* Start Data supplied *

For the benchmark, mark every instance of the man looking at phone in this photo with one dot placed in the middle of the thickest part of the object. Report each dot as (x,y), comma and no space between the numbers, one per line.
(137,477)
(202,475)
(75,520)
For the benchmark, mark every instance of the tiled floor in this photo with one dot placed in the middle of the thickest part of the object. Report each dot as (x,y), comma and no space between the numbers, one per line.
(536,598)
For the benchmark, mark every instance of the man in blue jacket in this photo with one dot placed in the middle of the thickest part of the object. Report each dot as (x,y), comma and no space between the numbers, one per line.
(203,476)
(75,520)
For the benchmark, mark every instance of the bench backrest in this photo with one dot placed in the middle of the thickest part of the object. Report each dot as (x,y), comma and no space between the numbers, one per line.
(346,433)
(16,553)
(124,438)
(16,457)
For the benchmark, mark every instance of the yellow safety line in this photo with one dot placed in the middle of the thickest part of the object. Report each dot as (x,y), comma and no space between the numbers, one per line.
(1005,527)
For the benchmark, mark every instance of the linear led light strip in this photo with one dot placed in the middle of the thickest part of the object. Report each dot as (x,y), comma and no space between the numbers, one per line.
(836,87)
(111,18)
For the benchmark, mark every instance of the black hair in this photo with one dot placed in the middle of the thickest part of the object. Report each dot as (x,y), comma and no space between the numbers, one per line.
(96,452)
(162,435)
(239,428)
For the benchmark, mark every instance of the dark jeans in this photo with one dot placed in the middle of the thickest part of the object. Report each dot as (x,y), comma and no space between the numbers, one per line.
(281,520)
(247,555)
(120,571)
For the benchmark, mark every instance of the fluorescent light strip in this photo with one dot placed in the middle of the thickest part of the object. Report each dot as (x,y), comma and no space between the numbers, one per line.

* End Data supplied *

_Set problem:_ Repeat the listing in full, keeping every line exactly as it is.

_Exercise response:_
For the benchmark, mark every instance of the man looking at phone in this photo with one dot placed in the middle of the thickest part of the object. Report each dot as (x,y), comma and no space between the numbers, one per line.
(137,477)
(202,475)
(75,520)
For the benchmark, mark every instance of the tiled floor in this photo with one dot placed in the middle of the thickest part of the object. Report each dot as (x,y), comma and no space between the numbers, one per line.
(536,598)
For the benchmark, mark every instance of the man in blue jacket in this photo with one dot placed in the middle of the thickest part of the object. Report each dot as (x,y), comma and no space between the numbers, one per line.
(203,476)
(75,520)
For the benchmark, mark every instance of the bench backrest in this photo with one dot placed in the middle of the thickest part of the object. Report each dot as (x,y), comma and no space between the numbers, one per line.
(346,433)
(16,553)
(124,438)
(16,457)
For the benchmark, mark every instance of the yellow safety line in this photo with one dot placed in the middle of the thickest part of the object. Report each dot as (x,y), comma and no space between the numbers, one per line.
(1005,527)
For the benchmark, mark every instance of the linear led light strip in this photo with one dot placed in the middle of the thickest part of the object. Report each dot as (x,y), comma and no space between the numbers, one per line.
(836,87)
(111,18)
For the benchmark, mark every instance of the black hair in this photo with one dot placed in the middle of the thickest part of the object. Report each dot as (x,y), comma and no space between the numbers, one per line.
(96,452)
(162,435)
(239,428)
For the benchmark, mark every instance of the dark jeans in this photo with one dot placed in the middle of the thickest part of the object. Report each dot as (x,y), comma and no space between the numbers, one per line.
(281,520)
(247,555)
(120,571)
For the benchmark, mark every instance of the fluorescent light strip in this photo with one dot placed in the middle of the thickest part of the object. Report each dot as (x,y), comma and no space between the numbers, one per line.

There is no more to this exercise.